WHAT THE EXERCISE ASKS:
Reproduce the material from the line with "the dog's paw" to the line with "x=585, y=92", both included, keeping every line in full. Alter only the coordinate values: multiply each by 2.15 and round it to the nearest whole number, with halves rounded up.

::::::

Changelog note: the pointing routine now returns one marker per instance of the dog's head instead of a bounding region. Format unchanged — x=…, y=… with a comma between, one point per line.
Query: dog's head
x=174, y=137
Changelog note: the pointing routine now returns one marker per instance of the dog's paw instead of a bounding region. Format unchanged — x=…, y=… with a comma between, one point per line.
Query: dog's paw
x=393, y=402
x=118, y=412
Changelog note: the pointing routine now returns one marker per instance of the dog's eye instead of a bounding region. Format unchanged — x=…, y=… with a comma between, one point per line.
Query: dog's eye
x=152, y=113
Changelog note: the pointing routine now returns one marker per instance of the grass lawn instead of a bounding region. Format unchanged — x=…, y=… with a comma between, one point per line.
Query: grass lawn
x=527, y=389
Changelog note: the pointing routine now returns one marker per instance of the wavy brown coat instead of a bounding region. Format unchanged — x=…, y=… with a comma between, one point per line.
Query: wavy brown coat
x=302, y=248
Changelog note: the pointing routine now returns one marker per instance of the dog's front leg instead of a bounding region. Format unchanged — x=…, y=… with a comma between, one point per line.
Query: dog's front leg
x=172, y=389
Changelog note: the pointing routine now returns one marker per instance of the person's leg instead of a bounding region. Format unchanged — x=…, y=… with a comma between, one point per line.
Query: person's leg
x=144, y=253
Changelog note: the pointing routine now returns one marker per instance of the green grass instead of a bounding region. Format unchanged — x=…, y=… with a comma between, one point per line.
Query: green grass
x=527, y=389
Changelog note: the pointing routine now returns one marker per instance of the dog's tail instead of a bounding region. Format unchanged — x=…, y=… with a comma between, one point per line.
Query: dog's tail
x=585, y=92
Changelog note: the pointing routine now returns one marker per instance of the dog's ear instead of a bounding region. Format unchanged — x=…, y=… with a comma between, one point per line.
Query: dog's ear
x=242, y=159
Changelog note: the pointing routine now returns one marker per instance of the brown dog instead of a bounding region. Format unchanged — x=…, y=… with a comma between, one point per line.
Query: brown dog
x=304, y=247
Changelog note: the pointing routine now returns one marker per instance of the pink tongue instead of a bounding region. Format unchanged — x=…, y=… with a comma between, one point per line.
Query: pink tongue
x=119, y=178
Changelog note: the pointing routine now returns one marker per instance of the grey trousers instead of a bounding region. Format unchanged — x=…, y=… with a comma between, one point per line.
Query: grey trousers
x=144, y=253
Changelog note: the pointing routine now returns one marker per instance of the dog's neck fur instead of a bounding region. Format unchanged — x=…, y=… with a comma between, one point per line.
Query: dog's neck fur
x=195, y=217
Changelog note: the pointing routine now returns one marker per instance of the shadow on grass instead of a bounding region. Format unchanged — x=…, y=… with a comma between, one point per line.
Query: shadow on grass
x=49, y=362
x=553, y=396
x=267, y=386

::::::

SOLUTION TO THE PROBLEM:
Changelog note: the pointing routine now returns one marker per instance of the dog's paw instead of a bounding region. Format unchanged — x=…, y=… with a comma between, one point per line.
Query: dog's paw
x=845, y=864
x=254, y=886
Changelog note: the pointing routine now returns one marker per instance of the dog's eye instead of a bounding region. Format unchanged — x=…, y=… with a comma between, one point per line.
Query: dog's eye
x=327, y=243
Changelog note: the pointing routine now returns one marker per instance of the grass lawn instead of a bounding region. Format unchanged — x=…, y=… with a comma between, one point per line.
Query: grass lawn
x=1133, y=836
Changelog note: the pointing routine now returns one marker per instance of the wavy brown coat instead of a bounding region. Format unchanged — x=…, y=… with a comma between, one point per line.
Query: wavy brown coat
x=649, y=533
Changelog note: the pointing routine now returns one marker per instance of the dog's front leg instead of a bounding region. Format unchanged — x=…, y=… with a comma between, one point per line.
Query: dog's front leg
x=370, y=836
Changelog note: the pointing routine now returns one marker per instance of the person's leg instead of a bounding region. Format unchanged — x=…, y=… with a comma between, one point per line.
Query: person's leg
x=310, y=544
Changelog note: the pointing routine now returns one marker per instance of the green grass instead of a bounding region. Format unchanged — x=…, y=… with a comma between, one point per line.
Query: green grass
x=1133, y=836
Changelog note: the pointing routine now returns one marker per instance of the dog's tail instead of a bounding region. Format unchanged — x=…, y=… with a comma between, one point per line.
Query: dog's tail
x=1258, y=198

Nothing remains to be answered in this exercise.